> _SET PROBLEM_
List every line below that contains the word "background", copying each of those lines in full.

Detection examples
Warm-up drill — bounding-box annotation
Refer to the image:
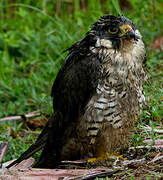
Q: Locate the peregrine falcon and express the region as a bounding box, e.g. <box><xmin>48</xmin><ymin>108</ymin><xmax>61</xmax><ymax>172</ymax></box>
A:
<box><xmin>8</xmin><ymin>15</ymin><xmax>146</xmax><ymax>168</ymax></box>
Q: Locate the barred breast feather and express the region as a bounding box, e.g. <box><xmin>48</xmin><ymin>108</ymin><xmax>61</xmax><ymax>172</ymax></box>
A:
<box><xmin>81</xmin><ymin>31</ymin><xmax>145</xmax><ymax>155</ymax></box>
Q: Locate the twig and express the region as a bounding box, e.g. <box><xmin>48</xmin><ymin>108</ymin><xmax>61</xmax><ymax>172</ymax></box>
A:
<box><xmin>0</xmin><ymin>112</ymin><xmax>41</xmax><ymax>121</ymax></box>
<box><xmin>141</xmin><ymin>125</ymin><xmax>163</xmax><ymax>134</ymax></box>
<box><xmin>123</xmin><ymin>158</ymin><xmax>145</xmax><ymax>166</ymax></box>
<box><xmin>148</xmin><ymin>156</ymin><xmax>163</xmax><ymax>164</ymax></box>
<box><xmin>0</xmin><ymin>142</ymin><xmax>9</xmax><ymax>167</ymax></box>
<box><xmin>68</xmin><ymin>170</ymin><xmax>119</xmax><ymax>180</ymax></box>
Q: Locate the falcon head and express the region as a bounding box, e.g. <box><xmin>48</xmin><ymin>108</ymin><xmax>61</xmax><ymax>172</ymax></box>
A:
<box><xmin>89</xmin><ymin>15</ymin><xmax>141</xmax><ymax>49</ymax></box>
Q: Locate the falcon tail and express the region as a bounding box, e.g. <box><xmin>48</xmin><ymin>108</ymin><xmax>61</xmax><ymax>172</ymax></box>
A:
<box><xmin>6</xmin><ymin>113</ymin><xmax>60</xmax><ymax>168</ymax></box>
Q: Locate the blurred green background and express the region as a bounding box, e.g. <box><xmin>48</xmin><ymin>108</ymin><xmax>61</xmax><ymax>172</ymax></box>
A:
<box><xmin>0</xmin><ymin>0</ymin><xmax>163</xmax><ymax>160</ymax></box>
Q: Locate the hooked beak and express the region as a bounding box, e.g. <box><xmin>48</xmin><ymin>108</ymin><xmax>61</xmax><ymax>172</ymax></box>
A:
<box><xmin>120</xmin><ymin>24</ymin><xmax>140</xmax><ymax>40</ymax></box>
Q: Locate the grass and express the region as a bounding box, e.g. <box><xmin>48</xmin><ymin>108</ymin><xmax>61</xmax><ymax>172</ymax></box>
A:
<box><xmin>0</xmin><ymin>0</ymin><xmax>163</xmax><ymax>169</ymax></box>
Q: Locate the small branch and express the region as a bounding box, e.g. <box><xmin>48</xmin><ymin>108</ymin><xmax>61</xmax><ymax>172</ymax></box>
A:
<box><xmin>0</xmin><ymin>112</ymin><xmax>41</xmax><ymax>121</ymax></box>
<box><xmin>0</xmin><ymin>142</ymin><xmax>9</xmax><ymax>167</ymax></box>
<box><xmin>141</xmin><ymin>125</ymin><xmax>163</xmax><ymax>134</ymax></box>
<box><xmin>68</xmin><ymin>170</ymin><xmax>119</xmax><ymax>180</ymax></box>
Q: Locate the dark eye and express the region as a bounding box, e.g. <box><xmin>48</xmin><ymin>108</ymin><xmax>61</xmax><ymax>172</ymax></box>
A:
<box><xmin>108</xmin><ymin>27</ymin><xmax>119</xmax><ymax>34</ymax></box>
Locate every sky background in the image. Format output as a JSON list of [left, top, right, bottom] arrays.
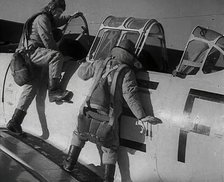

> _ANSWER TO THE TASK_
Q: Locate the blurred green background and express the region as a bounding box, e.g. <box><xmin>48</xmin><ymin>108</ymin><xmax>61</xmax><ymax>172</ymax></box>
Locate every sky background in the image. Format output as a JSON list of [left, top, right, bottom] arrays.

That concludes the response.